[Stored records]
Content starts

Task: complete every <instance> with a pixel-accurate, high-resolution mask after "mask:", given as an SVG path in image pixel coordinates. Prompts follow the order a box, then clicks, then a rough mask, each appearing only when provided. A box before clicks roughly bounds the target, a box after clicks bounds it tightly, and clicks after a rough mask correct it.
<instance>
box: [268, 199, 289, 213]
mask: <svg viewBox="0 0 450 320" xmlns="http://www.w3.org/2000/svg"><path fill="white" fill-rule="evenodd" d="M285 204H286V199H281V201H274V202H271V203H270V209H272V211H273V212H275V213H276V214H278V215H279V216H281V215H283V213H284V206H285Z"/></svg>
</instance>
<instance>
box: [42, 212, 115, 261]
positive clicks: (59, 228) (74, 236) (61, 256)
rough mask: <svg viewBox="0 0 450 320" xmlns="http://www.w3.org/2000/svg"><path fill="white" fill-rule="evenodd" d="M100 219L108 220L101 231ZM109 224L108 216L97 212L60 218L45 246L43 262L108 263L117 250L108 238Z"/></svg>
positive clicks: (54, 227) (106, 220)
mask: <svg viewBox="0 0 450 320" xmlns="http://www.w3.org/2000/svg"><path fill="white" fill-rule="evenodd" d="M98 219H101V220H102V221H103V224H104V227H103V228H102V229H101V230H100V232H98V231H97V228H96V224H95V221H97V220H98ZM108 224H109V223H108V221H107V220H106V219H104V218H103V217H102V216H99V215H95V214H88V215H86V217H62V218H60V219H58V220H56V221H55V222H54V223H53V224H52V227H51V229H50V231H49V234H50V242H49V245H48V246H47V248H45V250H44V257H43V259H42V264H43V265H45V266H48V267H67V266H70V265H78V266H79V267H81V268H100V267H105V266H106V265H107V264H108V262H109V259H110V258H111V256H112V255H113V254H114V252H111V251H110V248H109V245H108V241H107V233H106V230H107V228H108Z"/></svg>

Content ends

* WORK REQUIRED *
Set down the lines above exactly as written. Begin at the line containing "positive clicks: (59, 228)" and stop after the last line.

* EXERCISE SOLUTION *
positive clicks: (59, 228) (74, 236) (61, 256)
rough mask: <svg viewBox="0 0 450 320" xmlns="http://www.w3.org/2000/svg"><path fill="white" fill-rule="evenodd" d="M100 219L108 220L101 231ZM109 224L108 216L97 212L60 218L45 246L43 262L108 263L117 250L108 238Z"/></svg>
positive clicks: (54, 227) (106, 220)
mask: <svg viewBox="0 0 450 320" xmlns="http://www.w3.org/2000/svg"><path fill="white" fill-rule="evenodd" d="M98 219H101V220H102V221H103V224H104V227H103V228H102V229H101V230H100V232H98V231H97V228H96V224H95V221H97V220H98ZM108 224H109V223H108V221H107V220H106V219H104V218H103V217H102V216H99V215H95V214H88V215H86V217H62V218H60V219H58V220H56V221H55V222H54V223H53V224H52V227H51V229H50V231H49V234H50V242H49V245H48V246H47V248H45V250H44V257H43V259H42V264H43V265H45V266H48V267H67V266H70V265H78V266H79V267H81V268H100V267H105V266H106V265H107V264H108V262H109V259H110V258H111V256H112V255H113V254H114V252H111V251H110V248H109V245H108V241H107V233H106V230H107V228H108Z"/></svg>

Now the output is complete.